**EXCERPTED TEXT:**
>>>>

Wednesday, June 17, 2015
Fifteen years ago this week, my beautiful daughter Veronica entered the world. She didn't make a sound. As I stretched out my arms to hold her in the delivery room, furrow-browed doctors and nurses instead whisked her away. I shouted after them in panic:
"Is she all right? Is she going to be OK?!"
Slightly underweight and jaundiced, she remained in the hospital for several days before we got the all-clear. My husband and I counted our blessings. But it wouldn't be the last time we felt the pangs of parental helplessness when it came to her health.
Here's the good news: In the blink of an eye, our shy, clingy little girl blossomed into a wry, wisecracking and independent young lady. She loves to go fishing, hates shallow people, solves a Rubik's Cube in 35 seconds, prefers true-crime novels to "Twilight" schlock and recently developed a thing for ice hockey players. Veronica's a wicked Photoshopper, a talented drawer, a makeup artist and (unlike mom) a math whiz. Until six weeks ago, her main obsessions were "Grey's Anatomy," the Stanley Cup, Instagram, her new cartilage piercing, an actor named Evan Peters and the hope of getting a learner's permit.
Just before Mother's Day weekend, however, she started having what appeared to be respiratory trouble. She "couldn't get a good breath" and began gently gasping and sighing for air every few minutes. Two trips to the ER later, she had been administered ibuprofen for "costochondritis" and then albuterol to open up her airways.
The problem is that all the various tests and exams indicate she's getting plenty of oxygen. Her lungs, heart and vocal cords are all "normal," and yet she describes a chronic feeling that she's "drowning." Every day begins with gasping beyond her control, multiple times a minute, nonstop, every hour of every day, until she reaches a point of exhaustion at 1 or 2 in the morning. After a brief respite while sleeping, the day-mare starts all over again.
Despite taking an alphabet soup of potent neuro-related meds for tics and Tourette's, Veronica's condition has steadily deteriorated. The force and frequency of the gasping -- now with loud stridor on both the inhale and exhale -- keep her in bed most of the day. She has choked on food and drink several times; aspiration is a constant risk.

<<<<

**TASKS FOR THIS EXERCISE:**
[A] According to the account of Veronica's health, why did she stay in the hospital for several days after she was born? Answer in one to three sentences.
[B] Continue the account of Veronica's illness, starting after its final sentence.

**Extracted data entries:**
>>>>

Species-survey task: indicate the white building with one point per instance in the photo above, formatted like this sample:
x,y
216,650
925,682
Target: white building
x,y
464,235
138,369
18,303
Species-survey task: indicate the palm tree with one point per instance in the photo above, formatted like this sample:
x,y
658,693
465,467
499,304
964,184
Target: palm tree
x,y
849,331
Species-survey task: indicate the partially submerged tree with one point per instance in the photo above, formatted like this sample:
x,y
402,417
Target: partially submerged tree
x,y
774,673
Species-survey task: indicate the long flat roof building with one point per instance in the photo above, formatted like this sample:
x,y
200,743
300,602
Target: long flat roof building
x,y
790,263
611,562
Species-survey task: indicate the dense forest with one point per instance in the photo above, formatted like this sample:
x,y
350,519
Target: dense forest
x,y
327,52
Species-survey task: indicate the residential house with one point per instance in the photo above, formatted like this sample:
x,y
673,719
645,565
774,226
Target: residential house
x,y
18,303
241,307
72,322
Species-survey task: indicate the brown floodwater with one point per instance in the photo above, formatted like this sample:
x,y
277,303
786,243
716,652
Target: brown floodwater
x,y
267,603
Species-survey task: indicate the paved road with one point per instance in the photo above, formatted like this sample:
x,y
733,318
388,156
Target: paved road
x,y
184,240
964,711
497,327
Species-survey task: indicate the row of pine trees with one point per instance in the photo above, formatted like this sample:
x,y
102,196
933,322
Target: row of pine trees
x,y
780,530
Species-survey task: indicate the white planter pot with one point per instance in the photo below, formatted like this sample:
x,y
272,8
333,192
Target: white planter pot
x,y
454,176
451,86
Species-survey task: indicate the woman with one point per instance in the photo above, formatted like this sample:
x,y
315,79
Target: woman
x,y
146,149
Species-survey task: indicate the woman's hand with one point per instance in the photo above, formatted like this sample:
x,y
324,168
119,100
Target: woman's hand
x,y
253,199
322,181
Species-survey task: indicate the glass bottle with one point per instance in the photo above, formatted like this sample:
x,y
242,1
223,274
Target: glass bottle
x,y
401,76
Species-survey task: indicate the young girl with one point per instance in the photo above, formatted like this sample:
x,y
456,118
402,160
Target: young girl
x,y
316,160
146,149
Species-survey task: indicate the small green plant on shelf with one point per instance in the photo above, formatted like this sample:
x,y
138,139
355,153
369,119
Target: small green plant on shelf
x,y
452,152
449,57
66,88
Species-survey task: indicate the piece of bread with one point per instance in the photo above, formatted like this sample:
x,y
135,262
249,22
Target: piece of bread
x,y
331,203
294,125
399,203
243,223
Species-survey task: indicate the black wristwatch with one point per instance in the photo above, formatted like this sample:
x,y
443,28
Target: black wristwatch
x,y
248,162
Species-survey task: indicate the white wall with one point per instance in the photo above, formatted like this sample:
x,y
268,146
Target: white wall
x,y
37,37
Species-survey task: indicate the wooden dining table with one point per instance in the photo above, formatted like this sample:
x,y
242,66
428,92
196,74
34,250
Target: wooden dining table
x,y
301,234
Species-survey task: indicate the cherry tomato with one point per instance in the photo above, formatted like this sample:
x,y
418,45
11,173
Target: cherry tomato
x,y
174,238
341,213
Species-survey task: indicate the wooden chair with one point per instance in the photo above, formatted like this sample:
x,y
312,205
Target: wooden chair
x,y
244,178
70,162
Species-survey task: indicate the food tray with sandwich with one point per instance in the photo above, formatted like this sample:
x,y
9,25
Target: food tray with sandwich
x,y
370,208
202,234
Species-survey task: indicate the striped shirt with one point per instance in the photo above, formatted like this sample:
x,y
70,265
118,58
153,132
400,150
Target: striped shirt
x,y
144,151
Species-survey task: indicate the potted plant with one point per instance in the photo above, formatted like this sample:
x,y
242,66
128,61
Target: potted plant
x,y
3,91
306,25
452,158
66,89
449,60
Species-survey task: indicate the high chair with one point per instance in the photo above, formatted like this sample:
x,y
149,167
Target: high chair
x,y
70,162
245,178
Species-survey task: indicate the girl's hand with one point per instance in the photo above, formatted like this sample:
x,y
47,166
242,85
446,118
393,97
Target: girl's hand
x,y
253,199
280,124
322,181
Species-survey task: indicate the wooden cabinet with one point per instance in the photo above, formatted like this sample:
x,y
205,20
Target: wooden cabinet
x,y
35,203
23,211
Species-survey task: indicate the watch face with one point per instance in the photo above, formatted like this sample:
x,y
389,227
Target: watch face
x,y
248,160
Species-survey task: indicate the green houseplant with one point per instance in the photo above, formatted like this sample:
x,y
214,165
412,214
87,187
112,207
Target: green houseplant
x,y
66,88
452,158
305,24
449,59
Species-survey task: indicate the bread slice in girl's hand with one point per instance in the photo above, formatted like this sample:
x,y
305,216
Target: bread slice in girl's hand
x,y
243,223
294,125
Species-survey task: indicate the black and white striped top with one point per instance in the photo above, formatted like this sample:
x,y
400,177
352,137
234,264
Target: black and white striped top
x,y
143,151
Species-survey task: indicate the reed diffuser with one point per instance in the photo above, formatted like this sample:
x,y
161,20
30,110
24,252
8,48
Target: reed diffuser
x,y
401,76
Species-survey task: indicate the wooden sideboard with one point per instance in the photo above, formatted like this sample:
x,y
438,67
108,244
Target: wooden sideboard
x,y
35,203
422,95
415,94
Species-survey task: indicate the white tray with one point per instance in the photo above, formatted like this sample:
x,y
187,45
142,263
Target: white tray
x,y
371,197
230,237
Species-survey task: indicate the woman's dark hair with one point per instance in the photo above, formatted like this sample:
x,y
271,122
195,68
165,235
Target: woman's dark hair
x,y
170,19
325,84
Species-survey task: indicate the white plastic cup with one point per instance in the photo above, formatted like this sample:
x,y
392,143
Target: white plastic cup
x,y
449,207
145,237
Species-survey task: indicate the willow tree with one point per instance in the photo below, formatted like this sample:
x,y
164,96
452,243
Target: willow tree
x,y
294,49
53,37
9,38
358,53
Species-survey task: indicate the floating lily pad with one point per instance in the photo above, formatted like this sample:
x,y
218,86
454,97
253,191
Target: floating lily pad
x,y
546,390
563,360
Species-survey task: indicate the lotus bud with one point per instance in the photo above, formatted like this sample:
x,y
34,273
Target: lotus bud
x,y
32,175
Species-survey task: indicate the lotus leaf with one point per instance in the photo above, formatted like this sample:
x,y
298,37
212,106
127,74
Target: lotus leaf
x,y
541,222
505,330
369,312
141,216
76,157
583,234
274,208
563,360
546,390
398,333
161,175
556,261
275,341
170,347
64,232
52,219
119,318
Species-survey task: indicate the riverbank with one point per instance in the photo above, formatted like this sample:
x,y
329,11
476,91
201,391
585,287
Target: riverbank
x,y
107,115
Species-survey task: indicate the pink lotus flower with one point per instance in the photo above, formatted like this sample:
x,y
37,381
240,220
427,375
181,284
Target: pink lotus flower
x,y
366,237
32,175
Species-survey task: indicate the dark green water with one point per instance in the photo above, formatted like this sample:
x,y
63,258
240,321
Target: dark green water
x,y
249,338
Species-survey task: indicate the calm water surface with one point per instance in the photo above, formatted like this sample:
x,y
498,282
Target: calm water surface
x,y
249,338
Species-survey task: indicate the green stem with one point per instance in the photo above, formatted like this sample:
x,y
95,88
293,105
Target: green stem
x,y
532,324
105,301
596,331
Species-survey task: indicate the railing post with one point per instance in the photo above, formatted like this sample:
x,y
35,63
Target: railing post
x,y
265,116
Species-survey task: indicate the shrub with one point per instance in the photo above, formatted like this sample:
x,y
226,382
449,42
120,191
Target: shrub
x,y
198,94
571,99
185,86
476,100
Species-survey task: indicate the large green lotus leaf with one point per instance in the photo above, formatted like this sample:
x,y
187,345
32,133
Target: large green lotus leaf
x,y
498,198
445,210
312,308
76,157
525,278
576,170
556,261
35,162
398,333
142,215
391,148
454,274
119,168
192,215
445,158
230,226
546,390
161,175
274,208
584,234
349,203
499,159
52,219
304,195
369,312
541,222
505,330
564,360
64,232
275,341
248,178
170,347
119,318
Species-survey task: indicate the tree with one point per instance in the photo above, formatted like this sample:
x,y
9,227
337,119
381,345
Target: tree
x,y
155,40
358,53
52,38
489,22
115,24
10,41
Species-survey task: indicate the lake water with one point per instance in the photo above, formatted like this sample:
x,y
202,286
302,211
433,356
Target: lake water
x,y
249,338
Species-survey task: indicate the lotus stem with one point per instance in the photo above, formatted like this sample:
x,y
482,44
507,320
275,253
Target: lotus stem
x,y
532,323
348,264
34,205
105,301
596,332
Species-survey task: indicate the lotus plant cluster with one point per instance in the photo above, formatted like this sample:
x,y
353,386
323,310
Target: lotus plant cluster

<<<<

**RESPONSES BY TASK:**
[A] She stayed in the hospital for several days because she was slightly underweight and jaundiced. She remained there until the family got the all-clear.

[B]
It has been agonizing to watch her suffer while waiting weeks and months on end to see an increasingly short supply of specialists. It is more agonizing knowing that, despite obtaining the best care possible for her, we still don't really know what's going on. "Dr. Google," though much maligned, has helped connect us to compassionate patient advocacy groups and websites for other perplexed parents with children suffering chronic mystery ailments. The awareness of not being alone is profoundly comforting. But we don't know how long the winding trail of diagnoses and trial-and-error prescriptions will go on.
On her birthday week, I'm overwhelmed at the strength and grace that my fierce first-born child has shown. My husband and I named her after St. Veronica, a woman who displayed great courage in the face of adversity when she stepped forward from a jeering mob to comfort Jesus on the road to Calvary. Over the past month and a half, our teenage daughter has shown more resilience worthy of her namesake than I have witnessed in most adults. She is my hero.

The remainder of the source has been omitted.